Verilen metin:
Ortalığı sarsan ifşaat, 1 Mart günü, Rus muhalif Aleksey Navalni’nin Moskova’da bir protesto gösterisine dönüşen cenaze töreninden birkaç saat sonra Rus kamu yayıncısı Russia Today’in Genel Yayın Yönetmeni Margarita Simonyan tarafından yapıldı. Simonyan, üst düzey dört Alman subayın konuşma kayıtları olduğu iddiasıyla bir ses kaydı yayınladı. 38 dakikalık ses kaydında Alman subayların Ukrayna’ya sevk edecekleri Taurus seyir füzeleriyle Rusya’yı ilhak edilmiş Kırım’a bağlayan Kerç köprüsünü havaya uçurma planları yapıyordu. Ancak casusluk roman ve filmlerinde rastlanacak şekilde Rus istihbaratı dört Alman subay arasındaki konuşmayı kayda almıştı.
Ya da öyle miydi?
Acaba bu da yapay zekâ tarafından üretişmiş bir ses kaydı mıydı?
Çok geçmeden öyle olmadığı anlaşıldı.
Federal Meclis İstihbarat Kontrol Komitesi Başkan Yardımcısı Roderich Kiesewetter haberin gerçek olduğunu düşündüğünü, bunun Rusya’nın casusluk faaliyetini kanıtladığını ve Rusya’nın elinde başka kayıtlar da olabileceğini söyledi
Rusya Güvenlik Konseyi Başkan Yardımcısı ve önceki cumhurbaşkanı Dimitri Medvedev, “Asırlardır rakibimiz olan Almanlar” dedi; “Yeniden ezeli düşmanlarımıza dönüştüler. Bakın, detaylı biçimde uzun menzilli füzelerle topraklarımızı vurmayı tartışıyorlar.”
Almanya sıkıntıda
Almanya Başbakanı Olaf Scholz, olayın kısa sürede açığa çıkarılması için bir soruşturma başlattığını açıkladı.
Zaten 19 Şubat’ta Alman Hava Kuvvetleri Komutanı Korgeneral Ingo Gerhartz ve Hava Kuvvetlerinin Harekât ve Eğitim Başkanı Tuğgeneral Frank Graeffe’nin ile Hava Kuvvetleri yetkilisi arasında yapıldığı anlaşılan görüşmenin kayıt metninde Scholz’un da adı geçiyordu. Gerhartz’ın Alman Savunma Bakanı Boris Pistorius ile Taurus füzelerinin Ukrayna’da kullanılması ihtimalinin değerlendireceği bir toplantı planlanmıştı. Bu hazırlık görüşmesi niteliğindeydi. Scholz henüz uzak duruyordu ama ikna edilmesi de mümkündü.
İş bu noktadan sonra daha da tuhaflaşıyordu. Hava Kuvvetleri Harekât Başkanı o sırada Singapur’daydı ve Komutanıyla, ABD Merkezli dijital iletişim devi Sisco’nun (zoom gibi) WebEx konferans sistemi üzerinden konuşuyorlardı. İstihbaratçı bir kaynağım bundan yıllar önce bana “Sosyal medyada, e-postada yazdığınız her şeyi, Taksim’deki dev ekranda yayınlıyormuşsunuz gibi düşünebilirsiniz” demişti. NATO’nun en önemli güçlerinden Almanya’nın Hava Kuvvetleri Komutanı yüksek gizlilik derecesindeki toplantısını zoom üzerinden yapmaması gerektiğini düşünmemiş olabilir miydi?

Verilen görev 1: Aşağıdaki ifadelerin verilen metinle uyuşup uyuşmadığını belirtin ve her biri için evet ya da hayır diyerek metindeki belirleyici sözleri aynen alıntılayın: (a) Yayınlanan ses kaydı 38 dakika uzunluğundadır. (b) Ses kaydının yapay zekâ tarafından üretildiği anlaşılmıştır. (c) Hava Kuvvetleri Harekât Başkanı görüşme sırasında Singapur'daydı.
Verilen görev 2: Verilen metinde "Çok geçmeden öyle" sözlerinden "soruşturma başlattığını açıkladı." sözlerine kadar her şeyi harfi harfine yeniden yazın.
Bu kayıtların verilen metinle hiçbir ilgisi yoktur.

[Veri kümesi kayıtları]
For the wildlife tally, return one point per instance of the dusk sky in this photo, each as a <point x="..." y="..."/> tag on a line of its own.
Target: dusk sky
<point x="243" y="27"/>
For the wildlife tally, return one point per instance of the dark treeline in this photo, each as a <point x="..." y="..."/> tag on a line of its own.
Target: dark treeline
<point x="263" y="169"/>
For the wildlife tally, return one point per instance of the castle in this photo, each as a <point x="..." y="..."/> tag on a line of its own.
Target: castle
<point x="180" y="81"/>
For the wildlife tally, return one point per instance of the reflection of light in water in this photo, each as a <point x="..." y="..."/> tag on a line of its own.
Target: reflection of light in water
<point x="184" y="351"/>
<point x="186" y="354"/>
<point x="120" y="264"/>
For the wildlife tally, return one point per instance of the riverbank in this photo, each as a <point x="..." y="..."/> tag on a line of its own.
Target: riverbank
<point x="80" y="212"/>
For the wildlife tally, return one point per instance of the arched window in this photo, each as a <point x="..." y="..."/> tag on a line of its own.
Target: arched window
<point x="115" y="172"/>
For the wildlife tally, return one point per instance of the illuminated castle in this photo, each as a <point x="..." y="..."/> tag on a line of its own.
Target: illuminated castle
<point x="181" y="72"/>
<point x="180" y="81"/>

* * *

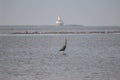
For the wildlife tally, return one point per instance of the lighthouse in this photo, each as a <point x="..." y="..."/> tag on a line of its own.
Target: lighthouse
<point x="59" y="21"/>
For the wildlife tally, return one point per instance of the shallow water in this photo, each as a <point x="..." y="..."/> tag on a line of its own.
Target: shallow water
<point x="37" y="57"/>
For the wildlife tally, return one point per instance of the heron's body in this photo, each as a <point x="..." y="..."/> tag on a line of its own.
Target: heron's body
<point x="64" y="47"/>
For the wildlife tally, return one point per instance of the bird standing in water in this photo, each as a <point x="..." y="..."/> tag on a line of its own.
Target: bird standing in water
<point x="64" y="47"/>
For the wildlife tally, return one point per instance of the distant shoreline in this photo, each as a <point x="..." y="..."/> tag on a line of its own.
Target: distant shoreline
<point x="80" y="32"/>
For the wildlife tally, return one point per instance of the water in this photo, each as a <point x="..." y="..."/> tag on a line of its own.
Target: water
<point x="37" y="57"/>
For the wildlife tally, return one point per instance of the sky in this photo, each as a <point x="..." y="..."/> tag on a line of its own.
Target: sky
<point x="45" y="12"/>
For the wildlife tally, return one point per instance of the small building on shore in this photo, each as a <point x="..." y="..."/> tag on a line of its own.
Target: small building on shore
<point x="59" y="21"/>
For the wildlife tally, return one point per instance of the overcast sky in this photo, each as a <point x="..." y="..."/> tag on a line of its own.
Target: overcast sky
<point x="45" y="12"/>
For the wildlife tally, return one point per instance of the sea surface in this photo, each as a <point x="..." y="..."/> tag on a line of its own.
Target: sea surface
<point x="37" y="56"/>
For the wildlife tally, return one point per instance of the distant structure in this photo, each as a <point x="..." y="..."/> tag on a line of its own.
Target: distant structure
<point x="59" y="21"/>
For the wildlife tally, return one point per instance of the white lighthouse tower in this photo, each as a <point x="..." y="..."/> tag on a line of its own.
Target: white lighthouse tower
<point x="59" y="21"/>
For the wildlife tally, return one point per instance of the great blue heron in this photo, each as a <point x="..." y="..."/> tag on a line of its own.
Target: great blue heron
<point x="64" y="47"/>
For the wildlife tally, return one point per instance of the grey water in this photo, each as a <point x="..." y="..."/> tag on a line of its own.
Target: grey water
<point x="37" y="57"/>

Alıştırma çıktısı 1:
(a) Evet: "38 dakikalık ses kaydında"
(b) Hayır: "Çok geçmeden öyle olmadığı anlaşıldı."
(c) Evet: "Hava Kuvvetleri Harekât Başkanı o sırada Singapur’daydı"

Alıştırma çıktısı 2:
Çok geçmeden öyle olmadığı anlaşıldı.
Federal Meclis İstihbarat Kontrol Komitesi Başkan Yardımcısı Roderich Kiesewetter haberin gerçek olduğunu düşündüğünü, bunun Rusya’nın casusluk faaliyetini kanıtladığını ve Rusya’nın elinde başka kayıtlar da olabileceğini söyledi
Rusya Güvenlik Konseyi Başkan Yardımcısı ve önceki cumhurbaşkanı Dimitri Medvedev, “Asırlardır rakibimiz olan Almanlar” dedi; “Yeniden ezeli düşmanlarımıza dönüştüler. Bakın, detaylı biçimde uzun menzilli füzelerle topraklarımızı vurmayı tartışıyorlar.”
Almanya sıkıntıda
Almanya Başbakanı Olaf Scholz, olayın kısa sürede açığa çıkarılması için bir soruşturma başlattığını açıkladı.